-- EXERCISE DATA start --

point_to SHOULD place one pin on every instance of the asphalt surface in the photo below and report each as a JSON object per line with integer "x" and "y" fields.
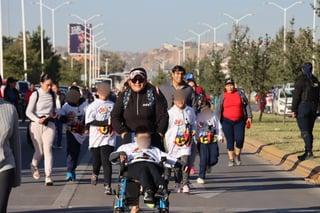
{"x": 256, "y": 186}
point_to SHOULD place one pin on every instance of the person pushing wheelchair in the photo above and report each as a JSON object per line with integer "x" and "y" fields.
{"x": 143, "y": 162}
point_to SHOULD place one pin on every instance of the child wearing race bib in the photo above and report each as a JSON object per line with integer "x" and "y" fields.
{"x": 102, "y": 138}
{"x": 181, "y": 129}
{"x": 209, "y": 133}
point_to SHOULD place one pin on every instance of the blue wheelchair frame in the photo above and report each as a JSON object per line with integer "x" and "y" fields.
{"x": 123, "y": 200}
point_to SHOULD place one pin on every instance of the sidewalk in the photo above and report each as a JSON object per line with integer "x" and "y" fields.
{"x": 287, "y": 160}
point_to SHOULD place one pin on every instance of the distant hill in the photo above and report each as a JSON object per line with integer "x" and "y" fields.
{"x": 168, "y": 55}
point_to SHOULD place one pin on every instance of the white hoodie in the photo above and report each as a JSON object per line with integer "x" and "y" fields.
{"x": 178, "y": 118}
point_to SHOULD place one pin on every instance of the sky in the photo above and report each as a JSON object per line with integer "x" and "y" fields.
{"x": 140, "y": 25}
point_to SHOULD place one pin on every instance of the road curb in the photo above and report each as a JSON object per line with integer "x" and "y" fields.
{"x": 278, "y": 157}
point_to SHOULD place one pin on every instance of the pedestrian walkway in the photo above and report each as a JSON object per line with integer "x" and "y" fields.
{"x": 256, "y": 186}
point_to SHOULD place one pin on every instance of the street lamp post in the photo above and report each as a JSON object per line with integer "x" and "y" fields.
{"x": 184, "y": 47}
{"x": 237, "y": 20}
{"x": 284, "y": 9}
{"x": 1, "y": 44}
{"x": 98, "y": 49}
{"x": 41, "y": 34}
{"x": 199, "y": 37}
{"x": 85, "y": 21}
{"x": 94, "y": 66}
{"x": 24, "y": 41}
{"x": 52, "y": 18}
{"x": 91, "y": 51}
{"x": 315, "y": 5}
{"x": 214, "y": 31}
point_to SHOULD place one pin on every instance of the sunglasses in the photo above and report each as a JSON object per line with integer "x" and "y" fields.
{"x": 140, "y": 80}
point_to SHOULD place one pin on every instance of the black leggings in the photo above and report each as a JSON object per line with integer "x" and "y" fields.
{"x": 100, "y": 156}
{"x": 148, "y": 173}
{"x": 6, "y": 182}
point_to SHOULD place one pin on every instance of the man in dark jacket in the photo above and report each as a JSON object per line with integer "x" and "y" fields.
{"x": 304, "y": 107}
{"x": 176, "y": 83}
{"x": 141, "y": 104}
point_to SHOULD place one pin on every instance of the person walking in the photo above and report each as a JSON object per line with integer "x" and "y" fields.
{"x": 72, "y": 114}
{"x": 177, "y": 82}
{"x": 234, "y": 112}
{"x": 41, "y": 112}
{"x": 27, "y": 98}
{"x": 60, "y": 99}
{"x": 10, "y": 152}
{"x": 12, "y": 95}
{"x": 200, "y": 96}
{"x": 305, "y": 101}
{"x": 209, "y": 133}
{"x": 140, "y": 104}
{"x": 102, "y": 138}
{"x": 181, "y": 129}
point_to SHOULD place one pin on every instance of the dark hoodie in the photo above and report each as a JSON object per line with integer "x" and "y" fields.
{"x": 306, "y": 88}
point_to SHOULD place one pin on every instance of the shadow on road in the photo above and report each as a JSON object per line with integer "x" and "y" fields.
{"x": 308, "y": 209}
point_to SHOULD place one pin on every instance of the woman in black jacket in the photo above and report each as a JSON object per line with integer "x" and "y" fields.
{"x": 140, "y": 104}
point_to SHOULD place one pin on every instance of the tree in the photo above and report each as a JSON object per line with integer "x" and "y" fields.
{"x": 13, "y": 58}
{"x": 161, "y": 77}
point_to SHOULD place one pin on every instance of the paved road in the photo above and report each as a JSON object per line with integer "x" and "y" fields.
{"x": 257, "y": 186}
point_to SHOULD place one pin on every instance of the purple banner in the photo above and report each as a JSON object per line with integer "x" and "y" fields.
{"x": 77, "y": 39}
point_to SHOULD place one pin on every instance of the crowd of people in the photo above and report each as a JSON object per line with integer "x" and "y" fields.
{"x": 174, "y": 119}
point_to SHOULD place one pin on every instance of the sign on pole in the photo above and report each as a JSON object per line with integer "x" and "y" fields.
{"x": 77, "y": 38}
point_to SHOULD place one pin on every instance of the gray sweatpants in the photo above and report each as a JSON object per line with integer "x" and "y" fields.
{"x": 42, "y": 138}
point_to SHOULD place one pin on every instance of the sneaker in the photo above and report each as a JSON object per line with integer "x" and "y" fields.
{"x": 186, "y": 188}
{"x": 148, "y": 196}
{"x": 237, "y": 160}
{"x": 35, "y": 172}
{"x": 94, "y": 179}
{"x": 177, "y": 188}
{"x": 108, "y": 190}
{"x": 200, "y": 180}
{"x": 48, "y": 181}
{"x": 192, "y": 170}
{"x": 70, "y": 176}
{"x": 135, "y": 209}
{"x": 305, "y": 156}
{"x": 209, "y": 169}
{"x": 231, "y": 163}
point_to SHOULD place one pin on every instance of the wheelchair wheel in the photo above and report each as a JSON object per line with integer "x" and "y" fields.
{"x": 118, "y": 210}
{"x": 166, "y": 210}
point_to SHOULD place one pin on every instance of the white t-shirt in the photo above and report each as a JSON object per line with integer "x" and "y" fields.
{"x": 76, "y": 115}
{"x": 100, "y": 110}
{"x": 178, "y": 120}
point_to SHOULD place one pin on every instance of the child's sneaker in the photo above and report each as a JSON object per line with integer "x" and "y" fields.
{"x": 107, "y": 190}
{"x": 237, "y": 160}
{"x": 70, "y": 176}
{"x": 231, "y": 163}
{"x": 48, "y": 181}
{"x": 177, "y": 188}
{"x": 94, "y": 179}
{"x": 192, "y": 170}
{"x": 186, "y": 188}
{"x": 200, "y": 180}
{"x": 35, "y": 172}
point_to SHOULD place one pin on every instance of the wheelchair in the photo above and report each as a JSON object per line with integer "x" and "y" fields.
{"x": 128, "y": 192}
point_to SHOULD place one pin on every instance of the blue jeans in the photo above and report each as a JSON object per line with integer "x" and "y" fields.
{"x": 234, "y": 132}
{"x": 306, "y": 116}
{"x": 209, "y": 154}
{"x": 58, "y": 137}
{"x": 73, "y": 152}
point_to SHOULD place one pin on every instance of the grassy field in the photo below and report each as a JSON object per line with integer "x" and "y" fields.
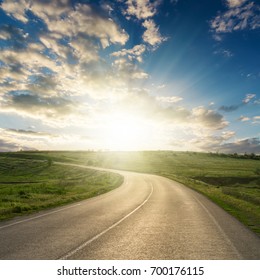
{"x": 232, "y": 182}
{"x": 28, "y": 185}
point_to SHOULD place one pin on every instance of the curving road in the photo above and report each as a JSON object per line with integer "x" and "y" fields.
{"x": 148, "y": 217}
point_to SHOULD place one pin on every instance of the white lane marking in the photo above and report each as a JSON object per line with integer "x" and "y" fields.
{"x": 106, "y": 230}
{"x": 40, "y": 216}
{"x": 219, "y": 228}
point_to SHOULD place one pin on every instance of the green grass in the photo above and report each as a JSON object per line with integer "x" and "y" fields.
{"x": 233, "y": 182}
{"x": 27, "y": 185}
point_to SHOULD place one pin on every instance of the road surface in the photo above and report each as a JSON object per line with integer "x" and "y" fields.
{"x": 148, "y": 217}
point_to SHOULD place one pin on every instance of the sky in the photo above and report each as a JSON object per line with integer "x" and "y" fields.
{"x": 179, "y": 75}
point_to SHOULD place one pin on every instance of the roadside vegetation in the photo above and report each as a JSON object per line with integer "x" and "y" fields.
{"x": 29, "y": 185}
{"x": 232, "y": 181}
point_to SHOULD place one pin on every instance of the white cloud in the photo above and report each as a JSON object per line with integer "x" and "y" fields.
{"x": 249, "y": 97}
{"x": 208, "y": 118}
{"x": 16, "y": 9}
{"x": 152, "y": 35}
{"x": 169, "y": 99}
{"x": 135, "y": 53}
{"x": 256, "y": 120}
{"x": 237, "y": 17}
{"x": 141, "y": 9}
{"x": 235, "y": 3}
{"x": 243, "y": 119}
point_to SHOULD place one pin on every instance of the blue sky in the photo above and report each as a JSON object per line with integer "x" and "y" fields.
{"x": 130, "y": 75}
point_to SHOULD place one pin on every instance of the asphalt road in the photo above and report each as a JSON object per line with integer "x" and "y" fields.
{"x": 148, "y": 217}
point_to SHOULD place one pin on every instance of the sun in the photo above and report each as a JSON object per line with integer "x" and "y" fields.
{"x": 126, "y": 132}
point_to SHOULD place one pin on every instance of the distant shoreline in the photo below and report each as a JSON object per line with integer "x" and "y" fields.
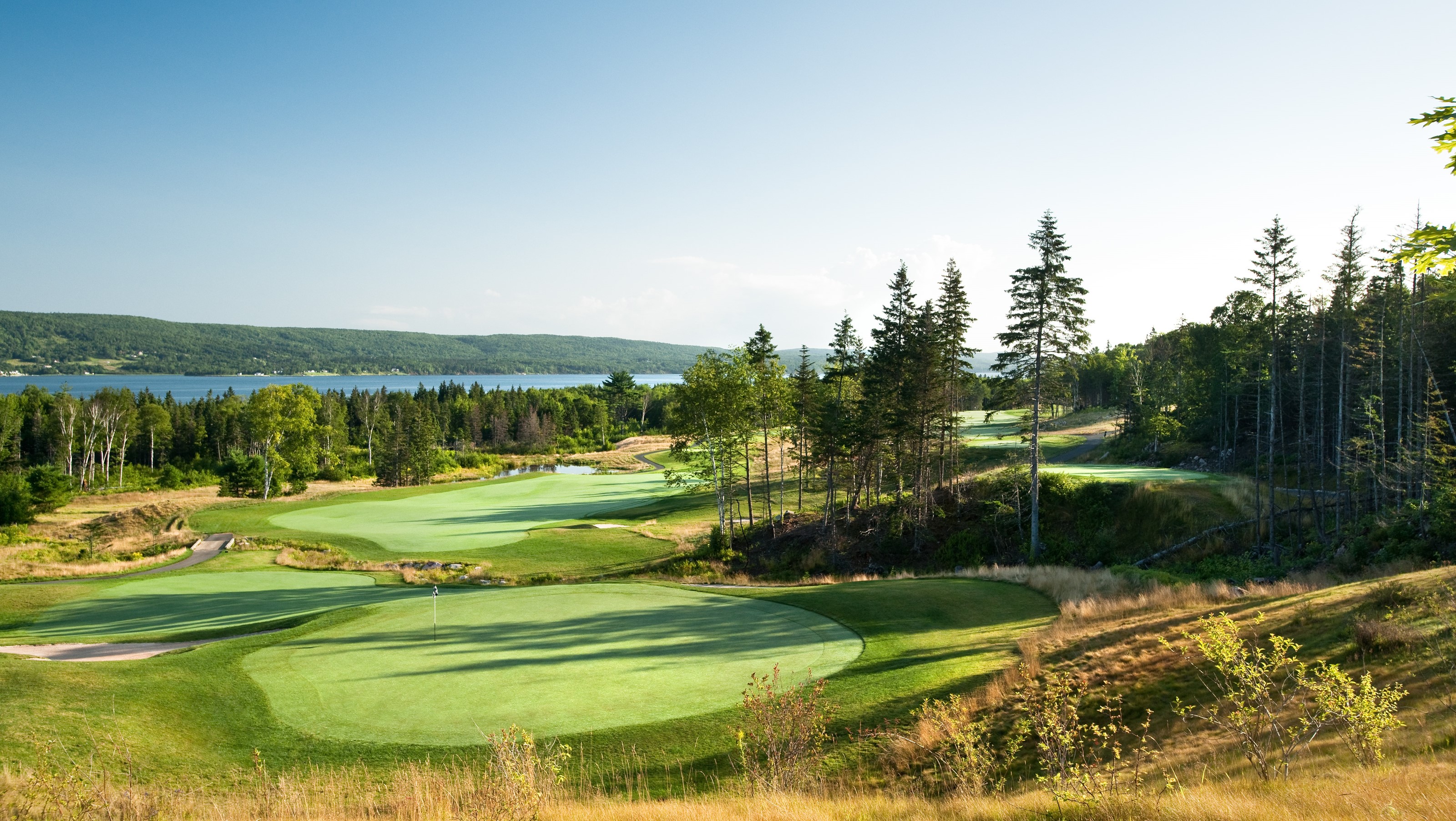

-- EXERCISE DATA end --

• **WORK TO BE COMPLETED**:
State how many lines of the listing above contain the string "person". Reply with the number alone.

• **OUTPUT OF THE TASK**:
2